- **Work to do**
Count the lines in the rows below that contain the word "dress". Give only the number.
-- start Information supplied --
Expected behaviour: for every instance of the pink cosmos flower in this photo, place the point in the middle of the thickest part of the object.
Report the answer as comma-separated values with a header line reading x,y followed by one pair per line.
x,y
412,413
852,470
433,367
-- end Information supplied --
-- start Information supplied --
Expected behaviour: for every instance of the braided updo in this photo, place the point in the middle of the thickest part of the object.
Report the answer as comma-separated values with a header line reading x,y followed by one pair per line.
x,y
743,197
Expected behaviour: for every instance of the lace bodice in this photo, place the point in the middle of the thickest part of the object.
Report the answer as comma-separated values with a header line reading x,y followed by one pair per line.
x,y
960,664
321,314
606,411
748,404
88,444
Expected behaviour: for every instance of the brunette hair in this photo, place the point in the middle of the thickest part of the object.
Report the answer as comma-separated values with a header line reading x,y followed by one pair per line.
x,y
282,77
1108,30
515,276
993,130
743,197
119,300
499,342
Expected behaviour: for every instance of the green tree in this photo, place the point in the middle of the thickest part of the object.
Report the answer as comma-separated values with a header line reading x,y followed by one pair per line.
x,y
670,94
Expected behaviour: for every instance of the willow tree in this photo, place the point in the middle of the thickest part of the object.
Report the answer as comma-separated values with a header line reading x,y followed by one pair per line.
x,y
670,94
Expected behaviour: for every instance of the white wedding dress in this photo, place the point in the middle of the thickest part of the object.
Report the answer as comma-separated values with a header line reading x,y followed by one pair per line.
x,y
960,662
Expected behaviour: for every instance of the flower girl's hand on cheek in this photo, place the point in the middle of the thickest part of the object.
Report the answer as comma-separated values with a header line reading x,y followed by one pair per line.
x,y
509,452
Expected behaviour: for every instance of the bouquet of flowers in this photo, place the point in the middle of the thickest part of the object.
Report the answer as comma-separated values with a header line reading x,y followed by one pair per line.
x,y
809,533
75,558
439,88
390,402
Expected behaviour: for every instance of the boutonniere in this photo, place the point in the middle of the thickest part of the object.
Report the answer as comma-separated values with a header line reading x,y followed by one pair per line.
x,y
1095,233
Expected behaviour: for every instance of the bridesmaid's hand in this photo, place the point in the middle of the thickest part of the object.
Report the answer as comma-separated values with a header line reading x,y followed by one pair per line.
-- end Information supplied --
-- start Information supplied --
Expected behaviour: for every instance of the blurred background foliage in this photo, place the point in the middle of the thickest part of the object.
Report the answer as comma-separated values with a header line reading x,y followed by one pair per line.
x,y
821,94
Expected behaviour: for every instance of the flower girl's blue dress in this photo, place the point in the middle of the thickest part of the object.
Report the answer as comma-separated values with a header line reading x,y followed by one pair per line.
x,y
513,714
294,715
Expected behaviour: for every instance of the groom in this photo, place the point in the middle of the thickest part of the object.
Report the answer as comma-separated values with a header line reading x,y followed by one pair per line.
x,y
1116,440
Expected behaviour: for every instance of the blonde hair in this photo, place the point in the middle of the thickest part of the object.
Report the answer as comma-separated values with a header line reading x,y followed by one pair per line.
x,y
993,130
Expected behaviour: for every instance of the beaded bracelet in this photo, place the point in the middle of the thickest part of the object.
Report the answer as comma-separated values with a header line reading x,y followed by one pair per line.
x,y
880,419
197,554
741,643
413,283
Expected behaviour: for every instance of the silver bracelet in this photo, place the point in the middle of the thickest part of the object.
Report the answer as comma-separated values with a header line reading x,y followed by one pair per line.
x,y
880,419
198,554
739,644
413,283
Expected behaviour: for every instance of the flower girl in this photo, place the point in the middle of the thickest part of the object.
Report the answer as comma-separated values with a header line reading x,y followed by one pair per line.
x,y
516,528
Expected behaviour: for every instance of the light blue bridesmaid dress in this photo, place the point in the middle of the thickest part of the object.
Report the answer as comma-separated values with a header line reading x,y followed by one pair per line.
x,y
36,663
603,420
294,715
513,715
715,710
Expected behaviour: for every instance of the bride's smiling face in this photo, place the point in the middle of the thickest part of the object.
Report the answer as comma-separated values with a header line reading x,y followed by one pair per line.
-- end Information supplied --
- **Answer to the problem**
3